■ DOCUMENT EXCERPT:
The Company owns working interests in producing properties in Cameron
and Terrebonne Parish, Louisiana that had aggregate average production as
of December 31, 1997 of 7.5 MMcfe/d gross (1.4 MMcfe/d net to the Company).
Since the Company began its exploration in Louisiana in 1995, it has
participated in 21 square miles of 3-D seismic surveys and 18 gross wells,
eight of which were completed as commercially productive, four of which
currently are producing. The Company has budgeted five wells (0.9 net to the
Company) for 1998 in the Louisiana area, with a 1998 capital expenditure
budget of approximately $0.9 million. The exploratory wells that are
budgeted for drilling in 1998 are 3-D seismic-supported and are in the
immediate area where the Company previously had established commercial
production. As of December 31, 1997, the Company's Louisiana wells had
produced a total of 7.8 Bcfe (1.0 Bcfe net to the Company) and had
established estimated gross proved reserves of 12.9 Bcfe (2.5 Bcfe net to
the Company).

■ PROBLEM TO WORK ON:
Continue the Louisiana operations excerpt, picking up after its final sentence about estimated gross proved reserves.

■ Recorded data:
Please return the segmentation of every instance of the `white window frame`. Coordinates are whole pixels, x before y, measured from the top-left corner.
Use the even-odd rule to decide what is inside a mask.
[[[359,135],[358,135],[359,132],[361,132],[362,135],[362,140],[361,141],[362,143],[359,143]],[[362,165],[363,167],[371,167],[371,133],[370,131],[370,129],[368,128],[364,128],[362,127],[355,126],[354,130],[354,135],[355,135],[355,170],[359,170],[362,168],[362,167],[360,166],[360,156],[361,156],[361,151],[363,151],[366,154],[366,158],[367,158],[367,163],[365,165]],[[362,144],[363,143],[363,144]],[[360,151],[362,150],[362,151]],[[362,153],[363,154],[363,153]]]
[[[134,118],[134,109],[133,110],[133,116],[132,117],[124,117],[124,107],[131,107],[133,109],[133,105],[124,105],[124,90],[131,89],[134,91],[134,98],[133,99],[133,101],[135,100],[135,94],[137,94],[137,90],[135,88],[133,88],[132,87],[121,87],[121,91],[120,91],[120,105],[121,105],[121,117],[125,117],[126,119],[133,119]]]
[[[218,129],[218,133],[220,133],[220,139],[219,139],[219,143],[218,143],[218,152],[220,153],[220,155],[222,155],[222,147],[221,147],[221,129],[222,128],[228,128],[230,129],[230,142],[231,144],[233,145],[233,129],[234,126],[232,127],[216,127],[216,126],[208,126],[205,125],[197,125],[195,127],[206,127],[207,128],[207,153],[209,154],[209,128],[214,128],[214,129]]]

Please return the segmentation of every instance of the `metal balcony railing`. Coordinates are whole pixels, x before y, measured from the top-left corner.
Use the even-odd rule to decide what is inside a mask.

■ WRITTEN RESPONSE:
MICHIGAN BASIN

The Company has been involved in oil and natural gas exploration and
production activities in the Michigan Basin since 1925. These activities
include operations in the Northern and Western Niagaran Reef Trend
(Silurian) and the Antrim Shale (Devonian) in Otsego, Montmorency and
Manistee Counties. Beginning in 1988 the Company participated in the
drilling of over 600 Antrim Shale wells. The Company currently has an
interest in over 300 Antrim Shale wells (in which it owns an average 12.5%
working interest), some of which have been assigned to third parties for
the purpose of monetizing the Section 29 tax credits available for
production from the assigned interests. The balance of the wells were sold
to fund the Company's exploration program. The majority of these Antrim
Shale wells are in Otsego County and produce from depths of approximately
1,300 to 1,600 feet.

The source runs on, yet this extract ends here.